═════ Source document ═════
Growing affordability concerns resulted in builder confidence in the market for newly-built single-family homes falling eight points to 60 in November on the National Association of Home Builders/Wells Fargo Housing Market Index (HMI). Despite the sharp drop, builder sentiment still remains in positive territory.

“Builders report that they continue to see signs of consumer demand for new homes but that customers are taking a pause due to concerns over rising interest rates and home prices,” said NAHB Chairman Randy Noel, a custom home builder from LaPlace, La.

“For the past several years, shortages of labor and lots along with rising regulatory costs have led to a slow recovery in single-family construction,” said NAHB Chief Economist Robert Dietz. “While home price growth accommodated increasing construction costs during this period, rising mortgage interest rates in recent months coupled with the cumulative run-up in pricing has caused housing demand to stall.”
═════ Record set ═════
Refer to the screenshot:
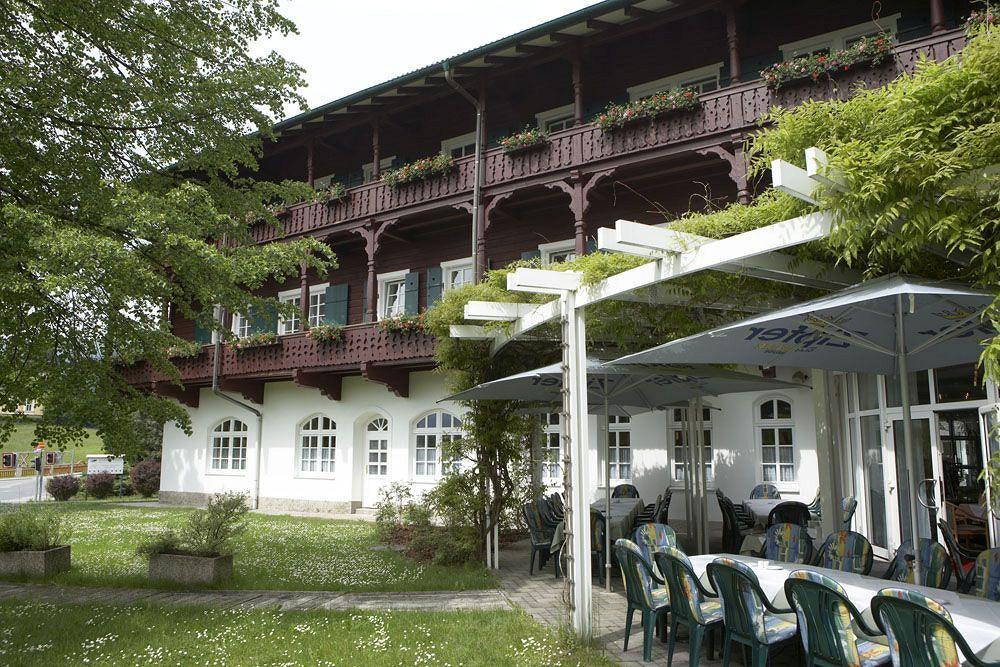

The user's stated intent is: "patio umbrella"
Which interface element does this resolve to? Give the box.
[612,275,995,580]
[438,358,800,590]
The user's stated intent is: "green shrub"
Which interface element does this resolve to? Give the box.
[0,503,70,551]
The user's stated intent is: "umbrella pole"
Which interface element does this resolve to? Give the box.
[896,294,923,584]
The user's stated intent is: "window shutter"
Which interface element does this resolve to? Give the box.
[427,266,444,308]
[323,283,347,326]
[403,271,420,315]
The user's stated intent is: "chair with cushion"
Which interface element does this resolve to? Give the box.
[938,519,979,593]
[760,523,813,564]
[816,530,875,574]
[750,484,781,500]
[521,503,552,574]
[971,549,1000,602]
[840,496,858,530]
[611,484,639,498]
[785,570,889,667]
[871,588,1000,667]
[615,539,670,662]
[653,547,722,667]
[767,500,810,528]
[707,558,798,667]
[884,537,951,589]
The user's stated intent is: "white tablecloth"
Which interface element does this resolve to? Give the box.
[691,554,1000,660]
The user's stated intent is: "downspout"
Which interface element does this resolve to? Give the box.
[212,306,264,509]
[444,61,483,283]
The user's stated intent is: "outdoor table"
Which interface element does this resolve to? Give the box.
[690,554,1000,661]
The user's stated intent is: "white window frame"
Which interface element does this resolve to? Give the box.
[753,395,799,493]
[376,269,410,320]
[441,257,472,292]
[441,131,476,160]
[605,415,635,485]
[625,62,722,102]
[535,104,576,132]
[778,14,900,60]
[411,410,462,481]
[538,239,576,266]
[206,417,250,476]
[364,415,392,479]
[295,413,337,479]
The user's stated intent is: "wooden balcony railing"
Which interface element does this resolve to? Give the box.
[253,30,965,242]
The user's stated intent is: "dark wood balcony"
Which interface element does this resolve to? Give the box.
[254,30,965,242]
[123,324,436,407]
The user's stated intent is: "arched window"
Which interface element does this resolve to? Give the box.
[210,418,247,470]
[755,398,795,482]
[365,417,389,477]
[299,415,337,477]
[413,410,462,477]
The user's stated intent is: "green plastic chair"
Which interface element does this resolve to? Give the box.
[972,549,1000,602]
[816,530,875,574]
[785,570,890,667]
[708,558,798,667]
[872,588,1000,667]
[653,547,722,667]
[615,539,670,662]
[884,537,951,589]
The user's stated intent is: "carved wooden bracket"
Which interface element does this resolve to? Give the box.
[361,361,410,398]
[152,381,201,408]
[292,368,344,401]
[219,378,264,405]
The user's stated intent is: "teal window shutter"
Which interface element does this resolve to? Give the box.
[403,271,420,315]
[427,266,444,308]
[323,283,347,326]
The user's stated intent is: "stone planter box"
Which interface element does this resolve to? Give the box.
[0,546,70,577]
[149,554,233,585]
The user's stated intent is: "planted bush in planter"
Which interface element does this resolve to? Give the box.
[45,475,80,501]
[0,503,70,577]
[138,492,250,585]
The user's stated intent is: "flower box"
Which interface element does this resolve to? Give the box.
[149,554,233,585]
[0,546,70,577]
[500,127,549,155]
[760,35,892,91]
[594,88,701,131]
[382,154,455,188]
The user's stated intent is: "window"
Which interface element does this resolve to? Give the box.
[538,239,576,266]
[299,416,337,476]
[670,408,715,484]
[441,132,476,158]
[757,398,795,483]
[778,14,900,60]
[365,417,389,477]
[378,271,409,320]
[413,410,462,477]
[441,257,472,292]
[535,104,576,132]
[627,63,722,102]
[541,412,562,484]
[608,415,632,481]
[210,419,247,471]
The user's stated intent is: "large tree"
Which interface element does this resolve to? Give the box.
[0,0,332,452]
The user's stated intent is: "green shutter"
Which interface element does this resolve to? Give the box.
[403,271,420,315]
[323,283,347,326]
[427,266,444,308]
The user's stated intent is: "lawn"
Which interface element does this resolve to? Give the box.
[17,502,496,592]
[0,600,611,666]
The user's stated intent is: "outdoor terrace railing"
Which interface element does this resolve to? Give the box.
[123,324,436,386]
[253,30,965,242]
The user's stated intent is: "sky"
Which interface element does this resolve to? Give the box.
[254,0,596,116]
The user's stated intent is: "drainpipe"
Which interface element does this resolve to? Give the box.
[444,61,483,282]
[212,306,264,510]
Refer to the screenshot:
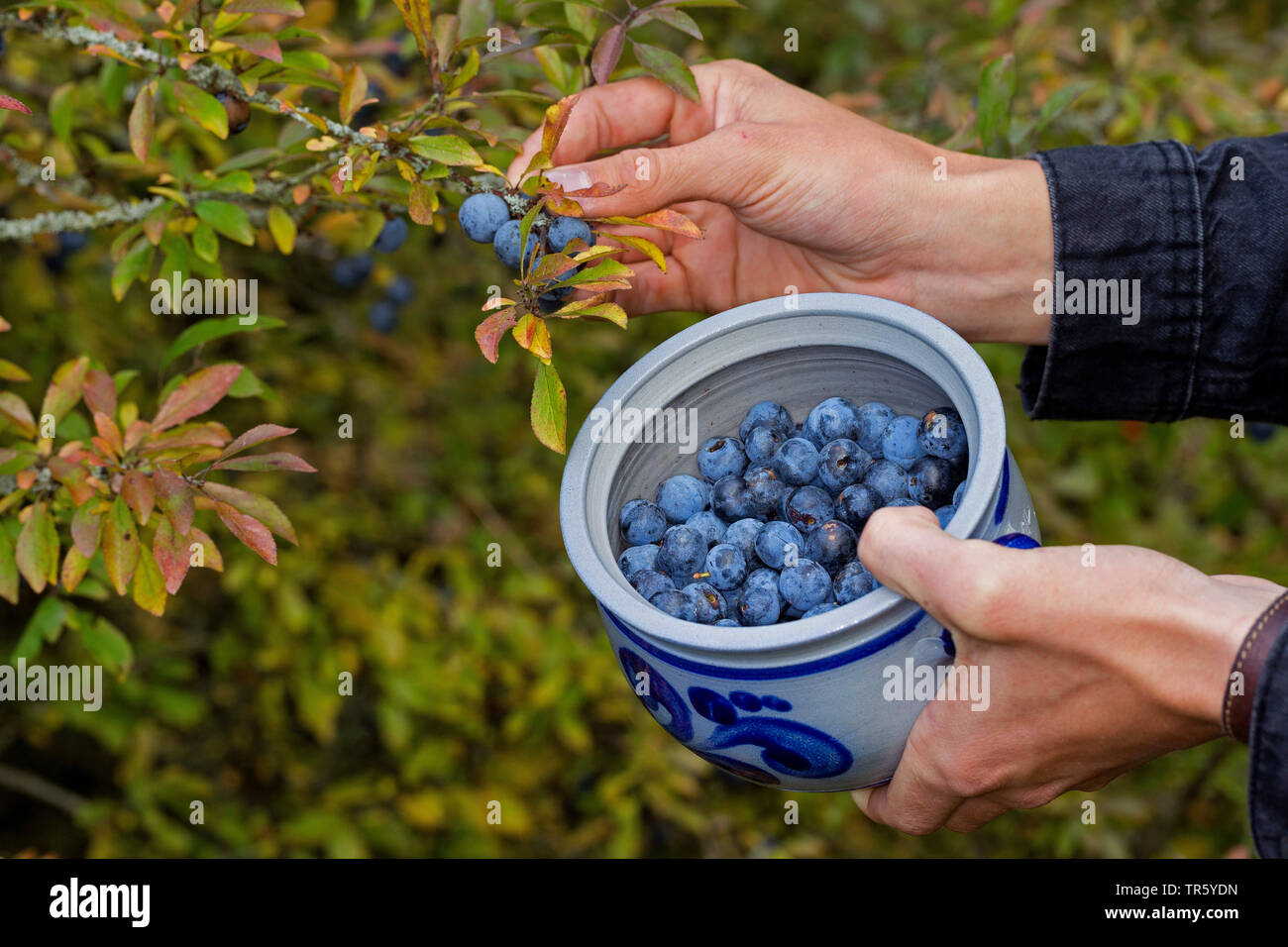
═════
**What is asked**
• 1. According to the housing market excerpt, to what level did builder confidence fall in November?
• 2. List every line in the records that contains the string "green".

**Solved problems**
• 1. It fell eight points to 60.

• 2.
The user's stated intent is: "green shrub"
The user's stated intent is: "green plastic chair"
The user's stated intent is: "green shutter"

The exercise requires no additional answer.